§ WRITTEN TASK A
In the notes below on the number-of-islands problem, retype the part that begins with "DFS1, DFS2, DFS3(for" and ends with "level/breath order, and make sure each vertex visited once)".

★ ★ ★ ★ ★

All reachable problem ---island
https://leetcode.com/problems/number-of-islands
Island problem, 可以是一张图上,1)flood fill, 2) number of islands, 3) max area of the island
Question
Given an m x n 2D binary grid grid which represents a map of '1's (land) and '0's (water), return the number of islands.
An island is surrounded by water and is formed by connecting adjacent lands horizontally or vertically. You may assume all four edges of the grid are all surrounded by water.
Clarification & Assumption
Graph Representation
vertex: 所有是“1” 的点
edge: four directions 为 “1” 的点
High Level
Problem definition
this is an all-reachable nodes problem
starting from every 1 vertex, traversing all connected element
What traversal algorithm?
DFS1, DFS2, DFS3(for each vertex, traverse all possible reachable vertex, by depth order, and make sure each vertex visited once)
BFS(for each vertex, traverse all possible reachable vertex, by level/breath order, and make sure each vertex visited once)
Middle Level
Graph representation?
Method 1: 完全分开
graph representation
vertex, int[][]
edge: four direction {-1, 0} {1, 0}, {0, -1}, {0, 1}
visited: boolean visited[][]
Method 2: 把visited单独出来
graph representation
Vertex: cell (int x, int y)

★ ★ ★ ★ ★

§ WRITTEN TASK B
From the rows below, pull out every line that contains the string "water", matching case exactly.

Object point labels
★ ★ ★ ★ ★

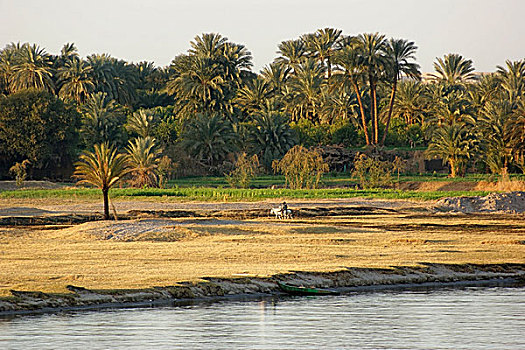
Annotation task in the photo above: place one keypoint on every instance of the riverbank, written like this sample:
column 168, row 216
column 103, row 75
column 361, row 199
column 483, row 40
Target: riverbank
column 348, row 280
column 55, row 257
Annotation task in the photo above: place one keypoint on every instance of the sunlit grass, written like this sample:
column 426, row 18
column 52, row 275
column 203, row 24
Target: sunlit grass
column 232, row 194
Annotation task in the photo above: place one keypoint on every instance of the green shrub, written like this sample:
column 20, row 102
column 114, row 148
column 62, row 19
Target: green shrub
column 372, row 172
column 302, row 168
column 244, row 172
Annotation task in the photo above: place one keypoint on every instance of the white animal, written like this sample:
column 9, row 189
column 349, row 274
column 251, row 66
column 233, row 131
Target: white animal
column 279, row 214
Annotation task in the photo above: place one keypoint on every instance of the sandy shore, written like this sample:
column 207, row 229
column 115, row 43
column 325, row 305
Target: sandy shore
column 165, row 252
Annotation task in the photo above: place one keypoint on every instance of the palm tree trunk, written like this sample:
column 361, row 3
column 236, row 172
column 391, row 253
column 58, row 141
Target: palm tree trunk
column 362, row 110
column 376, row 121
column 390, row 109
column 105, row 193
column 452, row 167
column 373, row 112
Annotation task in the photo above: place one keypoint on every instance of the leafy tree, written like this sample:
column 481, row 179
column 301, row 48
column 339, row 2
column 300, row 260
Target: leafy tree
column 209, row 139
column 33, row 69
column 351, row 73
column 270, row 137
column 253, row 96
column 19, row 171
column 373, row 59
column 141, row 123
column 102, row 168
column 305, row 87
column 411, row 103
column 454, row 144
column 102, row 121
column 38, row 126
column 292, row 53
column 512, row 79
column 143, row 160
column 322, row 45
column 453, row 69
column 400, row 54
column 244, row 171
column 496, row 127
column 302, row 168
column 372, row 172
column 75, row 81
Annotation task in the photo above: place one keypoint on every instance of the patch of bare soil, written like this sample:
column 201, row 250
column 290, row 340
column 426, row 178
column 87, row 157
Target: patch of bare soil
column 507, row 203
column 463, row 186
column 11, row 185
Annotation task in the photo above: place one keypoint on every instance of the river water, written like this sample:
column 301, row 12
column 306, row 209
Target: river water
column 466, row 318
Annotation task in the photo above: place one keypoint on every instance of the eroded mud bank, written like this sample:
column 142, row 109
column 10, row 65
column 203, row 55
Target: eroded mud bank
column 350, row 279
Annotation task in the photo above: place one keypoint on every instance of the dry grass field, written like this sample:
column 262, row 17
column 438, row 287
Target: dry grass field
column 158, row 252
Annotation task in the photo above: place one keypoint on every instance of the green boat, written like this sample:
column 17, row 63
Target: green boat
column 293, row 290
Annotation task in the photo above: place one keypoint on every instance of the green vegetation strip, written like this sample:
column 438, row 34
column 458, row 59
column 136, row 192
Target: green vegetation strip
column 230, row 194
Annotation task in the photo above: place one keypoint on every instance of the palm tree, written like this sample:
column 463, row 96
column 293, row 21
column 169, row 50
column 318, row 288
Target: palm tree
column 68, row 52
column 208, row 45
column 512, row 78
column 292, row 52
column 451, row 107
column 140, row 123
column 351, row 73
column 373, row 60
column 8, row 59
column 102, row 121
column 411, row 102
column 202, row 84
column 306, row 86
column 102, row 74
column 276, row 75
column 399, row 54
column 517, row 134
column 497, row 128
column 453, row 69
column 75, row 80
column 102, row 168
column 253, row 96
column 32, row 70
column 143, row 159
column 270, row 137
column 322, row 45
column 454, row 144
column 209, row 139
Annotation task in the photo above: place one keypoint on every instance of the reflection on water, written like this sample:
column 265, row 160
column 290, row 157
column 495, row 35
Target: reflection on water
column 470, row 318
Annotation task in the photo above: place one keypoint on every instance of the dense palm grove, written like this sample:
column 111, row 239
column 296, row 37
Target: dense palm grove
column 207, row 106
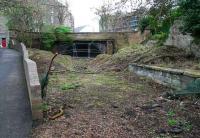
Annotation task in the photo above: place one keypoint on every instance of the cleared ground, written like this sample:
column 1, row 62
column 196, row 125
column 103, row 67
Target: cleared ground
column 112, row 104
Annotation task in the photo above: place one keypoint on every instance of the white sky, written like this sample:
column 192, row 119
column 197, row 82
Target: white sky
column 83, row 12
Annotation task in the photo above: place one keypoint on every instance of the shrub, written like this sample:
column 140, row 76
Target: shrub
column 48, row 40
column 191, row 16
column 52, row 35
column 61, row 33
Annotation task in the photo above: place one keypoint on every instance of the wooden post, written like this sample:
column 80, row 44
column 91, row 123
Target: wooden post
column 89, row 50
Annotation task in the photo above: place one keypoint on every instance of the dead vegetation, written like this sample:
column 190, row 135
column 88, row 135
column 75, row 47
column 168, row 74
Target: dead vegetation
column 112, row 104
column 171, row 57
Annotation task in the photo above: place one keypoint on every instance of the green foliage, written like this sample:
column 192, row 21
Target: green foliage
column 53, row 34
column 191, row 16
column 48, row 40
column 69, row 86
column 61, row 33
column 159, row 25
column 172, row 122
column 44, row 106
column 171, row 114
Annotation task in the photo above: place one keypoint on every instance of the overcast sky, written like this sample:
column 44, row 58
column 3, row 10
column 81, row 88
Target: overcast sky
column 83, row 12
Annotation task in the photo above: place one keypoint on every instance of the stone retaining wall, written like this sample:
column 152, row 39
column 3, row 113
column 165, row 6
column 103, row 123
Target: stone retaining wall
column 174, row 78
column 32, row 80
column 121, row 39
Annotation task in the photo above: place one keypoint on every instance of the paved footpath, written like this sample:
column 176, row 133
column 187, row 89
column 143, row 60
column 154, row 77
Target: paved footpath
column 15, row 113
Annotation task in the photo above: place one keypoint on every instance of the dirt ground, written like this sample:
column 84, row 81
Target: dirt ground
column 90, row 104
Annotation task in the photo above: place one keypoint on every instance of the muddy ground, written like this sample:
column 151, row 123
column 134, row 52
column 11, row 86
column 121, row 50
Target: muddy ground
column 113, row 105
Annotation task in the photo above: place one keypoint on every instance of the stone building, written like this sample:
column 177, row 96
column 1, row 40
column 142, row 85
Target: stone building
column 56, row 13
column 4, row 33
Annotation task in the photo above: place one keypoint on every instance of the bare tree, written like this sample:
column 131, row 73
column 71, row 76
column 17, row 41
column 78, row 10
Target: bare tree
column 62, row 12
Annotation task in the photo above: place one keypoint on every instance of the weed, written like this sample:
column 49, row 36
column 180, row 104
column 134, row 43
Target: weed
column 172, row 122
column 68, row 86
column 44, row 107
column 171, row 113
column 187, row 126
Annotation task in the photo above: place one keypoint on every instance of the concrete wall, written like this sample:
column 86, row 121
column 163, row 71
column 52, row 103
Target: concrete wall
column 185, row 41
column 121, row 39
column 174, row 78
column 4, row 33
column 32, row 80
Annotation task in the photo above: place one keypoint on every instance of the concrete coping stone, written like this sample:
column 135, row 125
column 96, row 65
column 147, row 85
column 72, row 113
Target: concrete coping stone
column 190, row 73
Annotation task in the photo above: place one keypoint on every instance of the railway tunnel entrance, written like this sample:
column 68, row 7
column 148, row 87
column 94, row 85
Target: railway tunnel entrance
column 87, row 49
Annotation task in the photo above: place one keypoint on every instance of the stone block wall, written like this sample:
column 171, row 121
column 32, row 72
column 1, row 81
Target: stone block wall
column 184, row 41
column 173, row 78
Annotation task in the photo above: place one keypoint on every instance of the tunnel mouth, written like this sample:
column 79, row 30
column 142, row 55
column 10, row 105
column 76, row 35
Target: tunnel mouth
column 83, row 49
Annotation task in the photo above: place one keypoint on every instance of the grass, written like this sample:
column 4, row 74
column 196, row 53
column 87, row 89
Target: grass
column 68, row 86
column 172, row 122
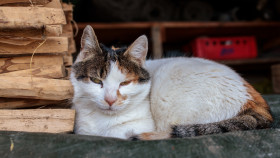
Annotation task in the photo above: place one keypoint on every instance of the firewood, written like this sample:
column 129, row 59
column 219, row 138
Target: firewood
column 35, row 88
column 28, row 17
column 68, row 60
column 45, row 31
column 22, row 63
column 34, row 2
column 12, row 103
column 24, row 46
column 38, row 120
column 54, row 71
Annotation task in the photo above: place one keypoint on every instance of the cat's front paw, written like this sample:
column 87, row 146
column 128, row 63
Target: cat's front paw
column 150, row 136
column 182, row 131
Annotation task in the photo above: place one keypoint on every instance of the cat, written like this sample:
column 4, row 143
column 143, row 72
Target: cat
column 117, row 93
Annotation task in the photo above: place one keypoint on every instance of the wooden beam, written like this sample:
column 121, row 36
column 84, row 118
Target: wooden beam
column 35, row 2
column 38, row 120
column 28, row 17
column 54, row 71
column 27, row 46
column 44, row 31
column 13, row 103
column 35, row 88
column 157, row 42
column 22, row 63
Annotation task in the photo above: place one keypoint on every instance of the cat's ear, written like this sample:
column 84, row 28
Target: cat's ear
column 89, row 44
column 138, row 49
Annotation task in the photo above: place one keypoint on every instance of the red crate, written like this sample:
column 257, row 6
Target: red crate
column 222, row 48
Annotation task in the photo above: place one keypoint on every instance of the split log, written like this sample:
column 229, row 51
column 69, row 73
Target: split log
column 13, row 103
column 68, row 60
column 67, row 7
column 72, row 46
column 34, row 2
column 45, row 31
column 55, row 71
column 25, row 46
column 275, row 74
column 35, row 88
column 38, row 120
column 23, row 63
column 28, row 17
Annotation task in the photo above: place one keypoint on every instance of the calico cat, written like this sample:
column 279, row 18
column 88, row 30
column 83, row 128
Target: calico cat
column 119, row 94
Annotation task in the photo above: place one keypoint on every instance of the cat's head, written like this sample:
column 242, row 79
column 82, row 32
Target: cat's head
column 110, row 80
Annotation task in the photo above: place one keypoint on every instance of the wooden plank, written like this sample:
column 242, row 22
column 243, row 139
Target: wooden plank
column 52, row 45
column 26, row 17
column 44, row 31
column 13, row 103
column 35, row 88
column 54, row 4
column 35, row 2
column 54, row 71
column 22, row 63
column 38, row 120
column 157, row 42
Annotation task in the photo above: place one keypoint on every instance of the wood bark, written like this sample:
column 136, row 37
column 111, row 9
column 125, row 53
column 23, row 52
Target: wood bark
column 38, row 120
column 54, row 71
column 28, row 17
column 35, row 88
column 44, row 31
column 27, row 46
column 22, row 63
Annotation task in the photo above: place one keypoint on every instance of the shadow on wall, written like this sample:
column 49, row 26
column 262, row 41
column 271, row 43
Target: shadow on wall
column 174, row 10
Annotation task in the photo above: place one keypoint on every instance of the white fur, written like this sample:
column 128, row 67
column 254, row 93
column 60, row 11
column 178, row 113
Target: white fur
column 183, row 91
column 193, row 91
column 122, row 119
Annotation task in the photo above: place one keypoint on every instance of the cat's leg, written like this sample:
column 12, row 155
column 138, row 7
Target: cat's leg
column 255, row 114
column 247, row 120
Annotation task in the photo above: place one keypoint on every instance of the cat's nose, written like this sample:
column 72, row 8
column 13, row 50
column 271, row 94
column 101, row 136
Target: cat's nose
column 110, row 101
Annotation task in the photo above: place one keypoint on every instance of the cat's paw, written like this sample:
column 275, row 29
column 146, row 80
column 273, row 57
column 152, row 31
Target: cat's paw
column 182, row 131
column 150, row 136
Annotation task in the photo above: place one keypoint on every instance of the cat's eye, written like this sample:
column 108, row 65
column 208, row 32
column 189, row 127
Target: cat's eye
column 125, row 83
column 81, row 77
column 95, row 80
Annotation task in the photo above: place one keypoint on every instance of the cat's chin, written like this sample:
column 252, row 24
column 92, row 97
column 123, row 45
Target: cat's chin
column 109, row 110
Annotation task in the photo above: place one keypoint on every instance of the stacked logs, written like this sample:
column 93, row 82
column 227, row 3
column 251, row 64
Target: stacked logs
column 36, row 43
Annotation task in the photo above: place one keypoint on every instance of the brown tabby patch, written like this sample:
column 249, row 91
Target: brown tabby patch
column 98, row 66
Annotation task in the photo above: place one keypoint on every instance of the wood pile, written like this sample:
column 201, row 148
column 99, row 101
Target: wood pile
column 36, row 46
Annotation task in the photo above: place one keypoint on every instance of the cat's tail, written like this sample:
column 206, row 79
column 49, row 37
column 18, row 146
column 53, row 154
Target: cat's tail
column 255, row 114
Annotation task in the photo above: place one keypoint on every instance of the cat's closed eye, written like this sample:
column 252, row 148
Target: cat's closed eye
column 81, row 77
column 95, row 80
column 125, row 83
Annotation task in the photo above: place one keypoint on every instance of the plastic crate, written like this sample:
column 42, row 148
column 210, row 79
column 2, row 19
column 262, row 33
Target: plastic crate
column 223, row 48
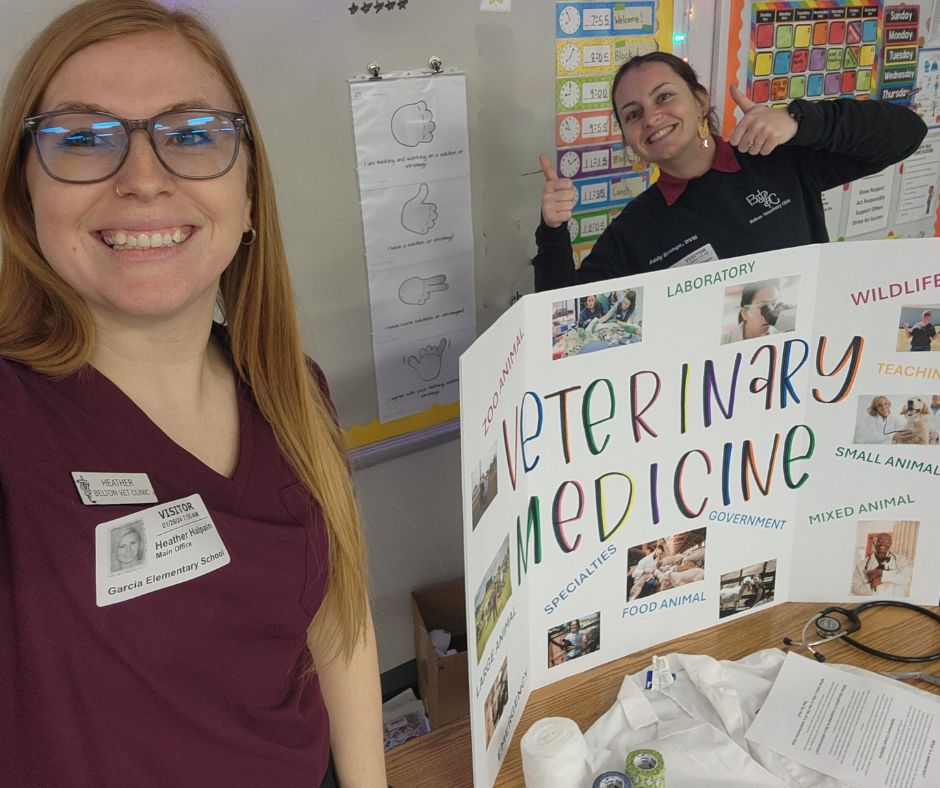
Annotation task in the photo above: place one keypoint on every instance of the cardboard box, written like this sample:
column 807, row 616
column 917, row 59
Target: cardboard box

★ ★ ★ ★ ★

§ COMPLETE ANSWER A
DFS1, DFS2, DFS3(for each vertex, traverse all possible reachable vertex, by depth order, and make sure each vertex visited once)
BFS(for each vertex, traverse all possible reachable vertex, by level/breath order, and make sure each vertex visited once)

§ COMPLETE ANSWER B
Annotation task in the photo above: place one keypoint on every instance of the river water, written like this sample:
Target: river water
Annotation task in the photo above: place one keypoint on every instance of the reflection on water, written like this sample:
Target: reflection on water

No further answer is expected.